----- Exercise material
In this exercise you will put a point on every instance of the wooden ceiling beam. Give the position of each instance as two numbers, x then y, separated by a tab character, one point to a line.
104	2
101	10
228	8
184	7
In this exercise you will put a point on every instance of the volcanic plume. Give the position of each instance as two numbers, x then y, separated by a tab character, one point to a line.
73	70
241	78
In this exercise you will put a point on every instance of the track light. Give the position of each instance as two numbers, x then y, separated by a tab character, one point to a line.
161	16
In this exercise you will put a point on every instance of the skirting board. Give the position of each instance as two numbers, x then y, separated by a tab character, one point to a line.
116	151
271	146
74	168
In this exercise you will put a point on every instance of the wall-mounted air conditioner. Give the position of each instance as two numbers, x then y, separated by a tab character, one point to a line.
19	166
----------
Exercise description: After reading the lines above, reproduce them all exactly.

Task solution:
In this exercise you will put a point on every instance of the wooden ceiling beam. Give the position of each instance as two numbers, x then y, separated by a tab character, one point to a line.
104	2
101	10
228	8
184	7
In this exercise you will put a point on every instance of the volcanic plume. Give the position of each instance as two numbers, x then y, separated by a tab character, one point to a line.
73	70
241	78
In this exercise you will put a point on every instance of the track light. Give the position of each instance as two numbers, x then y, separated by a tab character, one point to a line.
161	16
In this exercise you will put a point on every instance of the skirting board. Give the position of each instance as two numbers, x then y, separated by a tab character, one point to a line.
116	151
271	146
74	168
In this exercise you will put a point on every instance of the wall-mounted air conditioner. Give the position of each instance as two numbers, x then y, separated by a tab character, one point to a line.
19	166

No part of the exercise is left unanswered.